## AIM OF THE TASK
Look for the line containing "Would you be able to point out the meadow" in the listing below. Retype that line and every subsequent line through the last one, and only those.
** Start INPUT DATA **
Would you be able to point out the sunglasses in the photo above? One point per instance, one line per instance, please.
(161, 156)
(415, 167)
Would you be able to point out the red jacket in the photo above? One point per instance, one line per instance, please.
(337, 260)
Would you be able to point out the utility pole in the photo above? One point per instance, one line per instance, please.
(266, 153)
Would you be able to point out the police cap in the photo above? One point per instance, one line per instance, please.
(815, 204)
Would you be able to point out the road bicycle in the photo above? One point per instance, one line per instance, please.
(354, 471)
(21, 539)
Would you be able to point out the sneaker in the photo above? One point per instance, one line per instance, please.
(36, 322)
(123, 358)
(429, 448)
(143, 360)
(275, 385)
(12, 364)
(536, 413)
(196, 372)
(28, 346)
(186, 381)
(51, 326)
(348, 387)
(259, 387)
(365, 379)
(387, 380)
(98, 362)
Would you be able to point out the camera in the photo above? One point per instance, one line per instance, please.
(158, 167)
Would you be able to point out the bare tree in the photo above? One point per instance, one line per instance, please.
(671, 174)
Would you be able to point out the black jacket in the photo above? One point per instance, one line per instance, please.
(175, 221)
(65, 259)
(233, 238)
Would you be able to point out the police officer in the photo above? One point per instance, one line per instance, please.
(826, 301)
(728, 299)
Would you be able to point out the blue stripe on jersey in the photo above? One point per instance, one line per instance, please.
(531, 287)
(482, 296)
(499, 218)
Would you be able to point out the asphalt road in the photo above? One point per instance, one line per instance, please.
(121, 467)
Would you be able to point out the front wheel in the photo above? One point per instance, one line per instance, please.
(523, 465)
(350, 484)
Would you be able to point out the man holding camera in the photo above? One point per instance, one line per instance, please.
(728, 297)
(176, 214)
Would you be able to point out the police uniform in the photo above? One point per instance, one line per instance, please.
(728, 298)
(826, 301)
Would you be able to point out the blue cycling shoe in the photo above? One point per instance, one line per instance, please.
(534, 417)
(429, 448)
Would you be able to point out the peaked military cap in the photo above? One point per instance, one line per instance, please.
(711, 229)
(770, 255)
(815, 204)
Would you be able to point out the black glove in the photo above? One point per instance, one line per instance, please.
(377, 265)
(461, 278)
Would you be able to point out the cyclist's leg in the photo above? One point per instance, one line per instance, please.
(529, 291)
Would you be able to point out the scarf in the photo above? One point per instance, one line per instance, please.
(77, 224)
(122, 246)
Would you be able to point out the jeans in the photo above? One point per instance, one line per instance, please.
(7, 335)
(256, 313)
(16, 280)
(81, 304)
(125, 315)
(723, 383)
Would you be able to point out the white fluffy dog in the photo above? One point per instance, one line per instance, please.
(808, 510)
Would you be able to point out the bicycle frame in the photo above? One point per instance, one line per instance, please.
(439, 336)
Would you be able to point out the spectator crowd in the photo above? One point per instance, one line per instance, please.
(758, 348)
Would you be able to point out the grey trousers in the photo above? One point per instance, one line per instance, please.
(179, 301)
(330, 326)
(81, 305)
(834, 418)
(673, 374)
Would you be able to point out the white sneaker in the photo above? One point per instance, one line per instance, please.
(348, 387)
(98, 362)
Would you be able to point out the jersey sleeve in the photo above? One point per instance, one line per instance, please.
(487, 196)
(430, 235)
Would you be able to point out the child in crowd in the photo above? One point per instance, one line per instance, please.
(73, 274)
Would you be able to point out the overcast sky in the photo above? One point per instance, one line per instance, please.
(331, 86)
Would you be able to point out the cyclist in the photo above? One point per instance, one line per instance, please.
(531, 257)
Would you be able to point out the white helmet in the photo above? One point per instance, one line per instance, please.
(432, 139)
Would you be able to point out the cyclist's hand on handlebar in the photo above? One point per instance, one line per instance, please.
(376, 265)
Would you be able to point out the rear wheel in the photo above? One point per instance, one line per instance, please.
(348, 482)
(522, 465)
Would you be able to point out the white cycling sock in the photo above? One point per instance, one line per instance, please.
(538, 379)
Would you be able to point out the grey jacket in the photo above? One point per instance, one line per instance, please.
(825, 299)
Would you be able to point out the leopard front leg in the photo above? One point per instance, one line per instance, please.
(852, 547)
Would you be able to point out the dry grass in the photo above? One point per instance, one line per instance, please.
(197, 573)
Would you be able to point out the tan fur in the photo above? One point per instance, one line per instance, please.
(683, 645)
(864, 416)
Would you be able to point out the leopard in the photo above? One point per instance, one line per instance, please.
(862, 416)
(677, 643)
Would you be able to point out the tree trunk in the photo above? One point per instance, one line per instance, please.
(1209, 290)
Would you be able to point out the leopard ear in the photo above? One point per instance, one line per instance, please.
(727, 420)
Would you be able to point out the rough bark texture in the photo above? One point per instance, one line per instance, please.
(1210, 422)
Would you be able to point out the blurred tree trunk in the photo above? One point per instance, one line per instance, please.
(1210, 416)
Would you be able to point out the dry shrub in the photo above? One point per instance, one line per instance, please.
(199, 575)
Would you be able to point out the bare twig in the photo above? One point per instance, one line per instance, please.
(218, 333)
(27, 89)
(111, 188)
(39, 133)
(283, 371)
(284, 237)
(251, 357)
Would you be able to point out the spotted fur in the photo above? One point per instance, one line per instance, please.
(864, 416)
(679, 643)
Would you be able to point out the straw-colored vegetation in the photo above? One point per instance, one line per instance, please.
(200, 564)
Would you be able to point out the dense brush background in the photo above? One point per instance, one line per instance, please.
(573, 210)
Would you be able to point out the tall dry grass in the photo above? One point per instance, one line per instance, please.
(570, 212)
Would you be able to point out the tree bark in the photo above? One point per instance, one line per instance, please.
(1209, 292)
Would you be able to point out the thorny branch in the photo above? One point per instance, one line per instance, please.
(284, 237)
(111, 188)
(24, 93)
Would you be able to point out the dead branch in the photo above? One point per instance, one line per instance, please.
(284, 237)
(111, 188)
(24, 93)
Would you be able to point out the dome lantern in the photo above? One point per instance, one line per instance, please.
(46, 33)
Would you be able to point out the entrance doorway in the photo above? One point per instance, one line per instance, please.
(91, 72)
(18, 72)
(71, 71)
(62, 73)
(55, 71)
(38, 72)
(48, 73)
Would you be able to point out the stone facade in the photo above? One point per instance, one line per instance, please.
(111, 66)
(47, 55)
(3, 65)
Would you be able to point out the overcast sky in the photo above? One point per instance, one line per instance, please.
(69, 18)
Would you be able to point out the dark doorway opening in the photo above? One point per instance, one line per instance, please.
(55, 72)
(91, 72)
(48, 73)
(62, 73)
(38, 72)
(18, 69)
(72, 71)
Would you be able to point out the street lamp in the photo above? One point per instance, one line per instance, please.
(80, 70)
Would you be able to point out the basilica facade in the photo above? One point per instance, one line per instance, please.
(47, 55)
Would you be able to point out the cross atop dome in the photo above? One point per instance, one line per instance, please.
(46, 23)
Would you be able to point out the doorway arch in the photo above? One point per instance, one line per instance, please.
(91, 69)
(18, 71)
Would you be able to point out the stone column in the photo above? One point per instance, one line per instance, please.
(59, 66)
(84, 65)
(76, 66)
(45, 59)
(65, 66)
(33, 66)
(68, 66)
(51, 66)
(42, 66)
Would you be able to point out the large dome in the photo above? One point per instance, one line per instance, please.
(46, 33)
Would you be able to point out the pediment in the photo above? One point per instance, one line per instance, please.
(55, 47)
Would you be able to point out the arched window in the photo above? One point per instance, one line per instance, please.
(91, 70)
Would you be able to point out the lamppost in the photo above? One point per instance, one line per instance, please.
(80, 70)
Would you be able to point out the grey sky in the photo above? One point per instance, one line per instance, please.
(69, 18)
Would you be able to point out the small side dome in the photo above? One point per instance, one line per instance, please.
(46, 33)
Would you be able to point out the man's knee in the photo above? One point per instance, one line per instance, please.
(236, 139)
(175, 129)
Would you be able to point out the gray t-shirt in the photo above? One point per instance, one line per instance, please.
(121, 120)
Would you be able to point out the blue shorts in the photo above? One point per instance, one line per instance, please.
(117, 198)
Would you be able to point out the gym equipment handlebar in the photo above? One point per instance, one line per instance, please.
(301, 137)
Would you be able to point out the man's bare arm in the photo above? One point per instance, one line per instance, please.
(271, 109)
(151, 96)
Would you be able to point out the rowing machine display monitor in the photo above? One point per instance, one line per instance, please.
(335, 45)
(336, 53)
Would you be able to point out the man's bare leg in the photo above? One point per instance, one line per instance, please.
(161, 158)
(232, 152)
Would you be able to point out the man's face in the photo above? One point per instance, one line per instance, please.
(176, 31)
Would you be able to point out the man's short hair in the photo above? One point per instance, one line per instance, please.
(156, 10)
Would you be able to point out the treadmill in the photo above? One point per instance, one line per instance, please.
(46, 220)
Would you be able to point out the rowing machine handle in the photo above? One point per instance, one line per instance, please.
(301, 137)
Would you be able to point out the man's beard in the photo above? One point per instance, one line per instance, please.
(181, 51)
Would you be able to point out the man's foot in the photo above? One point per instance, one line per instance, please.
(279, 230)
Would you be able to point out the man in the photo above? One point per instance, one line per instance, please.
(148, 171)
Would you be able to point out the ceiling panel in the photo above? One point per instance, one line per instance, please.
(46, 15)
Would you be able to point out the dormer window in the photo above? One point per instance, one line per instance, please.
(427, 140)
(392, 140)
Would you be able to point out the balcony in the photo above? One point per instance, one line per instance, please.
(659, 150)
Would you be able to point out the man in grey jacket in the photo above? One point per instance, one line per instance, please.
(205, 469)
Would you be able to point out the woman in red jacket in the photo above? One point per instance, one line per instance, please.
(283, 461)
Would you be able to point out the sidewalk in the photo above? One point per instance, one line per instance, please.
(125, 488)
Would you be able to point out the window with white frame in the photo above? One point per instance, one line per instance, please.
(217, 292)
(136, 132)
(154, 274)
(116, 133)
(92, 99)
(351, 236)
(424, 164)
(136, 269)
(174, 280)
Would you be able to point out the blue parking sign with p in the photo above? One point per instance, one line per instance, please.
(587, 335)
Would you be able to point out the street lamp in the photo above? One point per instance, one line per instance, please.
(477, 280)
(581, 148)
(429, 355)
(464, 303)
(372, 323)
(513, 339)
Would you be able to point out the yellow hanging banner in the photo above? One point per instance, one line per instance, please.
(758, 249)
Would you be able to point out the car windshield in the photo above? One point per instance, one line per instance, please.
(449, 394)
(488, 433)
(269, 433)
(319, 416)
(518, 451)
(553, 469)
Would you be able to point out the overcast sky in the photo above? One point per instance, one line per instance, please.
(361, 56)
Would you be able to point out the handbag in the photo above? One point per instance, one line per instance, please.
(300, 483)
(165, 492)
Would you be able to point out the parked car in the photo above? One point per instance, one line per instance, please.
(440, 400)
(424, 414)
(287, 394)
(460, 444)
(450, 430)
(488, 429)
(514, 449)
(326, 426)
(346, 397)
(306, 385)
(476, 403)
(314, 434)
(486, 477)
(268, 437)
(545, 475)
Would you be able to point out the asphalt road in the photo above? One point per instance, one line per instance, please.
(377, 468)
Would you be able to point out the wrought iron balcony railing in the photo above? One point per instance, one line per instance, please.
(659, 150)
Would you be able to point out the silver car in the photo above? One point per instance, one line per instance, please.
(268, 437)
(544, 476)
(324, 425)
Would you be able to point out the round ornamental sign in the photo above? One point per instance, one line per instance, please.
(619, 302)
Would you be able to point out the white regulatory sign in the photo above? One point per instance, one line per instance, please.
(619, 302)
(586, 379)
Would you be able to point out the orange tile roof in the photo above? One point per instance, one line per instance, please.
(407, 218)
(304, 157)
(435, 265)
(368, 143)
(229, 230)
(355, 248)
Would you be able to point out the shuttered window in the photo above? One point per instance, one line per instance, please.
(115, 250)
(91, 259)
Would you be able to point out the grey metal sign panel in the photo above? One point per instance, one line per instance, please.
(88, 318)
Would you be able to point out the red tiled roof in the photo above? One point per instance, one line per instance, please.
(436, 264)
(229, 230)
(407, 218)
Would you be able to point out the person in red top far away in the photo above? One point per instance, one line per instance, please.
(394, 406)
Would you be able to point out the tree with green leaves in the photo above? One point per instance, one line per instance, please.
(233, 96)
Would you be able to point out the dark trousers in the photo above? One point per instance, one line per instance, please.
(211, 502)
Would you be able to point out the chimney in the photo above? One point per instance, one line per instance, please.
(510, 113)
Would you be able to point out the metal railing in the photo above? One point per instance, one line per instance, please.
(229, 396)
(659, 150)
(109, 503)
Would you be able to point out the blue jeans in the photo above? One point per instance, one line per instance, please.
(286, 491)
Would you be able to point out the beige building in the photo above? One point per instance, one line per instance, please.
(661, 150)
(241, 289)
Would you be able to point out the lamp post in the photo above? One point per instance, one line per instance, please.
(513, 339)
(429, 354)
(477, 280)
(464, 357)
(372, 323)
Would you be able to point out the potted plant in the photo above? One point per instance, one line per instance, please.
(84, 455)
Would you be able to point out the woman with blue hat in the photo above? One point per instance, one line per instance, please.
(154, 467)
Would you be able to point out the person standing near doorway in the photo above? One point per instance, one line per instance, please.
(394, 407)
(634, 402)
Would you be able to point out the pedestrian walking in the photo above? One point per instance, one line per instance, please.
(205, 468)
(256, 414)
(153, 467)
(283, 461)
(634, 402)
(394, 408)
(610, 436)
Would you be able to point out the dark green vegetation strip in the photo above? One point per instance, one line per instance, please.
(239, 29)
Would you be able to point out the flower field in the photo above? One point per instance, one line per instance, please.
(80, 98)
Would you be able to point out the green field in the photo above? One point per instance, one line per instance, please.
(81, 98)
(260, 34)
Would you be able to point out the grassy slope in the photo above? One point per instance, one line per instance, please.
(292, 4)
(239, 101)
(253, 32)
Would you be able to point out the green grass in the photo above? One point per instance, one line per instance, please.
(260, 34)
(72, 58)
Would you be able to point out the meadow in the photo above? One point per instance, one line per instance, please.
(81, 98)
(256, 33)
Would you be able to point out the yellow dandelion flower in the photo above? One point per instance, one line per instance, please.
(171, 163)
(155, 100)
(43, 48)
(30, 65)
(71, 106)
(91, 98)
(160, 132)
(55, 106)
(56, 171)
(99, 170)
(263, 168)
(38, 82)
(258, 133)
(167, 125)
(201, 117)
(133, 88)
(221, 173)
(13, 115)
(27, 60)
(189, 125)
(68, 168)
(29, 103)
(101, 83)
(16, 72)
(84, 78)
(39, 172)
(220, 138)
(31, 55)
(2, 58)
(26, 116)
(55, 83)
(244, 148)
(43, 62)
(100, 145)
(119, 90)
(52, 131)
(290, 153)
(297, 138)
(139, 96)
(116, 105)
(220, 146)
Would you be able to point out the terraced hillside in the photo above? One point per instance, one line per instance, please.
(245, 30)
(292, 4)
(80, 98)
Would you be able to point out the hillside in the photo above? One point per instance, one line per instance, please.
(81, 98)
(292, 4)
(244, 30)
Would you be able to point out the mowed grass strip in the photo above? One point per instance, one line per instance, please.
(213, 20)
** End INPUT DATA **
## ANSWER TO THIS PROBLEM
Would you be able to point out the meadow in the photo above? One point per instance, one line per instance, please.
(81, 98)
(256, 33)
Would you be able to point out the yellow dandelion flower in the photo above? One point per instance, one line per instance, please.
(171, 163)
(155, 100)
(43, 48)
(30, 65)
(71, 106)
(91, 98)
(160, 132)
(55, 106)
(56, 171)
(99, 170)
(263, 168)
(38, 82)
(258, 133)
(167, 125)
(201, 117)
(133, 88)
(221, 173)
(13, 115)
(27, 60)
(189, 125)
(68, 168)
(29, 103)
(101, 83)
(16, 72)
(84, 78)
(39, 172)
(220, 138)
(31, 55)
(2, 58)
(26, 116)
(55, 83)
(244, 148)
(43, 62)
(100, 145)
(119, 90)
(52, 131)
(290, 153)
(297, 138)
(139, 96)
(116, 105)
(220, 146)
Would you be able to point out the terraced hillside in the photo above? One point per instance, one line per instance, please.
(245, 30)
(292, 4)
(80, 98)
Would you be able to point out the hillside in the photo above? One point per instance, one line per instance, please.
(81, 98)
(292, 4)
(244, 30)
Would you be able to point out the mowed grass strip in the photo above? One point per instance, one line per instance, please.
(213, 20)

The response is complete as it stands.